-- EXTRACTED INFORMATION --

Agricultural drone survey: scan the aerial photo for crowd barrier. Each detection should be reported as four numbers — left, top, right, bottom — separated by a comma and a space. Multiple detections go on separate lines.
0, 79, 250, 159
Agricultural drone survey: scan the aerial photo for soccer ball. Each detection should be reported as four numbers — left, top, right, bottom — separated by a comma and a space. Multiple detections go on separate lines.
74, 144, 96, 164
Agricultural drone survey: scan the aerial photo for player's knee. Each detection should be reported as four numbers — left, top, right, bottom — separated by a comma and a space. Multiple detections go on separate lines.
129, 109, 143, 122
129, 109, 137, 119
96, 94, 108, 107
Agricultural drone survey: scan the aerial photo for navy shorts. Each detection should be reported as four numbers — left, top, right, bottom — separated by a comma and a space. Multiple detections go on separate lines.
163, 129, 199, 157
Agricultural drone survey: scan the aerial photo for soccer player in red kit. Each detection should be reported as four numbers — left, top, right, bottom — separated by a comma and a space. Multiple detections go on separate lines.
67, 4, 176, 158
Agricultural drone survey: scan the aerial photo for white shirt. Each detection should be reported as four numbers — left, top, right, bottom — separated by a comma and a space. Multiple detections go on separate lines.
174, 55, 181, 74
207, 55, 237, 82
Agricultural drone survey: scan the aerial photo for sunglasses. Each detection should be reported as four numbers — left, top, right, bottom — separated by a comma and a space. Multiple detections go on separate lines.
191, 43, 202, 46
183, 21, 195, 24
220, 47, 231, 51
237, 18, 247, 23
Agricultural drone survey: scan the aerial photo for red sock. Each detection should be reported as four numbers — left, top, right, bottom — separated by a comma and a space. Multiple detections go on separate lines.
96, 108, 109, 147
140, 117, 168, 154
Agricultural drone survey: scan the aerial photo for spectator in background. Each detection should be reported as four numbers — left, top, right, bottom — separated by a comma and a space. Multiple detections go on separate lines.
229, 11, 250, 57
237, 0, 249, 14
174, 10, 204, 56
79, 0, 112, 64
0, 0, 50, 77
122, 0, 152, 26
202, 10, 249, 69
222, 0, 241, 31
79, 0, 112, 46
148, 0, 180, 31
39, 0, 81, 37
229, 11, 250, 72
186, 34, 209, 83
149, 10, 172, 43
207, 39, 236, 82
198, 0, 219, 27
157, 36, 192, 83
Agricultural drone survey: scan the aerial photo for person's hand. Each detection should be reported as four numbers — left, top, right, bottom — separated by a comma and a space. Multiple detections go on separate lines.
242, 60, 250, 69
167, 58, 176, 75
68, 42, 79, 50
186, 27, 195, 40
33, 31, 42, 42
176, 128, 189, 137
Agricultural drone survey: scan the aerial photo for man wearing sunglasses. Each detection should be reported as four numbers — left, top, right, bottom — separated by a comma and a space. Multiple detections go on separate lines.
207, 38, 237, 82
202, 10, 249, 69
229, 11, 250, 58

-- PROMPT --
The expected response consists solely of the lines from the one with "Agricultural drone survey: scan the aerial photo for man" through the end of the records, repeated exactly.

-- EXERCISE OUTPUT --
Agricultural drone survey: scan the aerial photo for man wearing sunglasses. Each detection should be reported as four numbers — left, top, right, bottom — separated by a comma and a space. Multiple detections go on separate lines.
207, 38, 237, 82
202, 10, 249, 69
229, 11, 250, 58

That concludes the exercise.